*Brief*
Copy every entry below, exactly and in full.

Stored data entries
Content starts

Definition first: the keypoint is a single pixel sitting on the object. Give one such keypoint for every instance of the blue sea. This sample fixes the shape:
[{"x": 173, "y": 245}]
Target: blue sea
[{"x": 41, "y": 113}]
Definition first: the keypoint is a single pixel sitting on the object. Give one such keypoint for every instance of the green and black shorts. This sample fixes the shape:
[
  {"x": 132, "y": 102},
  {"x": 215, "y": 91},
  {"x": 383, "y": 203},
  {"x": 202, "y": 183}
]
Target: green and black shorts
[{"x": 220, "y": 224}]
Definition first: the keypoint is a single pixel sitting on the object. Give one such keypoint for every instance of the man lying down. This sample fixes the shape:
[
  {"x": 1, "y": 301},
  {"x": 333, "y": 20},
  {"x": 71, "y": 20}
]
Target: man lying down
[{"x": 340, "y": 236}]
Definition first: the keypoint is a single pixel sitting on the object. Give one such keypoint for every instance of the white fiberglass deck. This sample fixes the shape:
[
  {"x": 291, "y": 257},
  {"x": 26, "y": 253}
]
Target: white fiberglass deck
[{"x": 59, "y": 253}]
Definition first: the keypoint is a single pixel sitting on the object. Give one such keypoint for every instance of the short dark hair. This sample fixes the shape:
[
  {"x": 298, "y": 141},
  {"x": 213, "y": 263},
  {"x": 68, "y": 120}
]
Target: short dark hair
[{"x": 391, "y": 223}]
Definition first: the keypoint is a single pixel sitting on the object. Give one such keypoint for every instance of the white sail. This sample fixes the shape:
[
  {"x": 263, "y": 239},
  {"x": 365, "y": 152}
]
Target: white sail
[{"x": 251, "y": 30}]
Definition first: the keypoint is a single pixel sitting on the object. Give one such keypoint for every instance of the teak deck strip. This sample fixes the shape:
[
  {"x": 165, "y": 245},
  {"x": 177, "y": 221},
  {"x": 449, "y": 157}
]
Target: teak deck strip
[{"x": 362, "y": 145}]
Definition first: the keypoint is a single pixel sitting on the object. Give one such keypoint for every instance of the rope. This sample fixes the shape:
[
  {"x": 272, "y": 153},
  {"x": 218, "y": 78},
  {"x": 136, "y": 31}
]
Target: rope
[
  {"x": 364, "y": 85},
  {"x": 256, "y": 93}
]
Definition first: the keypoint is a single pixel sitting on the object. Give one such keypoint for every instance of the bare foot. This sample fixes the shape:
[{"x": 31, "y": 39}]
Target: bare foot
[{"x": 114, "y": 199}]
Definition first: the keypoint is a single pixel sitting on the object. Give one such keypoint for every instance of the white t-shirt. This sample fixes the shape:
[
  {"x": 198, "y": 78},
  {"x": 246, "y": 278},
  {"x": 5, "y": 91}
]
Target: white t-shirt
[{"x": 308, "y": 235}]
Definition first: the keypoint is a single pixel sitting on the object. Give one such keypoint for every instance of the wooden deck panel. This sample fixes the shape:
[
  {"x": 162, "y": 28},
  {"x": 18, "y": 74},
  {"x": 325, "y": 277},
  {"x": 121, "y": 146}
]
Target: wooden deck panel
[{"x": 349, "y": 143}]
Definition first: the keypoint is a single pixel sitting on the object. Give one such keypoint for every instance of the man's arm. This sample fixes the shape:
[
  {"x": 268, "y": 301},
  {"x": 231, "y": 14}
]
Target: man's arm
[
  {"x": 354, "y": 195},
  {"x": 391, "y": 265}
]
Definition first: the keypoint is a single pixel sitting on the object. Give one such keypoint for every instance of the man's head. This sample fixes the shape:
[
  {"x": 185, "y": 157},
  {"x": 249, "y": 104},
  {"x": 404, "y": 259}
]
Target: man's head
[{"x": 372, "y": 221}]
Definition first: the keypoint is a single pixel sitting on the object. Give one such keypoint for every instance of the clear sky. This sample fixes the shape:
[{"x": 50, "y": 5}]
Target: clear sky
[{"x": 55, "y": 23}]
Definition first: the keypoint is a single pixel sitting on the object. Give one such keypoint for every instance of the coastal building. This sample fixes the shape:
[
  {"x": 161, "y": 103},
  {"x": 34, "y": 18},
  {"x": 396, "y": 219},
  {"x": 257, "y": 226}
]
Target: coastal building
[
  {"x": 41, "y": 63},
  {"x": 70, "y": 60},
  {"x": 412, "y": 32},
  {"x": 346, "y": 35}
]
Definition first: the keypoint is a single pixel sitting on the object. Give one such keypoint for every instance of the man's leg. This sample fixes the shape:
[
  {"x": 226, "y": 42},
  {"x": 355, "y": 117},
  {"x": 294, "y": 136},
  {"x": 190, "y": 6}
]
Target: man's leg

Content ends

*Reply to the task*
Definition first: the keypoint is a single pixel sitting on the object. Give one such keypoint for every instance of the blue sea. This sample fixes the shape:
[{"x": 173, "y": 245}]
Target: blue sea
[{"x": 41, "y": 113}]
Definition first: the keypoint is a single pixel sitting on the object. Give one such keypoint for every instance of the green and black shorts. This sample fixes the shape:
[
  {"x": 132, "y": 102},
  {"x": 215, "y": 91},
  {"x": 383, "y": 203},
  {"x": 202, "y": 183}
]
Target: green and black shorts
[{"x": 220, "y": 224}]
Definition first: the keypoint is a single pixel sitting on the object. Give one such keypoint for every instance of the man lying down. This sample fixes the shape:
[
  {"x": 1, "y": 301},
  {"x": 333, "y": 20},
  {"x": 71, "y": 20}
]
Target: man lying down
[{"x": 340, "y": 236}]
Definition first: the keypoint is a single pixel sitting on the object. Give one such keypoint for every instance of the white fiberglass deck. This sample fixes the shape:
[
  {"x": 291, "y": 257},
  {"x": 26, "y": 253}
]
Target: white fiberglass deck
[{"x": 59, "y": 253}]
Definition first: the keypoint is a single pixel sitting on the object. Give one such keypoint for every instance of the short dark hair. This sample fixes the shape:
[
  {"x": 298, "y": 141},
  {"x": 213, "y": 263},
  {"x": 68, "y": 120}
]
Target: short dark hair
[{"x": 391, "y": 223}]
Definition first: the keypoint is a single pixel sitting on the object. Give one such keypoint for every instance of the white sail. This sample fixes the shape:
[
  {"x": 263, "y": 239},
  {"x": 365, "y": 152}
]
Target: white sail
[{"x": 251, "y": 30}]
Definition first: the keypoint is a single pixel sitting on the object. Give one such keypoint for every instance of the teak deck strip. This sample fixes the shape:
[
  {"x": 165, "y": 245},
  {"x": 177, "y": 221},
  {"x": 449, "y": 157}
]
Target: teak deck strip
[{"x": 362, "y": 145}]
Definition first: the keypoint is a single pixel sitting on the object. Give one such keypoint for every instance of the rope. This sample fixes the shape:
[
  {"x": 272, "y": 153},
  {"x": 218, "y": 78},
  {"x": 136, "y": 31}
]
Target: rope
[
  {"x": 364, "y": 85},
  {"x": 256, "y": 93}
]
Definition first: the keypoint is a single pixel sitting on the object. Give one such keypoint for every instance of the bare foot. This sample fixes the shape:
[{"x": 31, "y": 39}]
Target: bare foot
[{"x": 114, "y": 199}]
Definition first: the keypoint is a single pixel sitting on the object. Give one such keypoint for every instance of the white t-shirt. This sample fixes the shape:
[
  {"x": 198, "y": 78},
  {"x": 246, "y": 278},
  {"x": 5, "y": 91}
]
Target: white t-shirt
[{"x": 308, "y": 235}]
Definition first: the keypoint is a single pixel sitting on the object. Give one such keypoint for every instance of the wooden deck panel. This sample fixes the shape:
[
  {"x": 162, "y": 28},
  {"x": 18, "y": 74},
  {"x": 325, "y": 277},
  {"x": 121, "y": 146}
]
Target: wooden deck panel
[{"x": 349, "y": 143}]
Definition first: the keypoint is a single pixel sitting on the object. Give one such keypoint for every instance of the man's arm. This sample fixes the shape:
[
  {"x": 268, "y": 301},
  {"x": 231, "y": 14}
]
Target: man's arm
[
  {"x": 354, "y": 195},
  {"x": 391, "y": 265}
]
Definition first: the keypoint is a single pixel sitting on the object. Give one such keypoint for every instance of the man's head. This sample fixes the shape:
[
  {"x": 185, "y": 157},
  {"x": 249, "y": 104},
  {"x": 404, "y": 259}
]
Target: man's head
[{"x": 372, "y": 221}]
Definition first: the keypoint is a single pixel sitting on the object. Give one such keypoint for every instance of the clear sky. This sample fixes the shape:
[{"x": 50, "y": 5}]
Target: clear sky
[{"x": 55, "y": 23}]
Definition first: the keypoint is a single pixel sitting on the object. Give one such keypoint for every instance of the coastal building. This sample fixes the shape:
[
  {"x": 161, "y": 103},
  {"x": 34, "y": 18},
  {"x": 396, "y": 219},
  {"x": 257, "y": 226}
]
Target: coastal building
[
  {"x": 41, "y": 63},
  {"x": 70, "y": 60},
  {"x": 412, "y": 32},
  {"x": 346, "y": 35}
]
Definition first: the keypoint is a single pixel sitting on the object. Give one such keypoint for every instance of the man's leg. This sample fixes the shape:
[
  {"x": 226, "y": 42},
  {"x": 355, "y": 117},
  {"x": 294, "y": 136},
  {"x": 190, "y": 6}
]
Target: man's leg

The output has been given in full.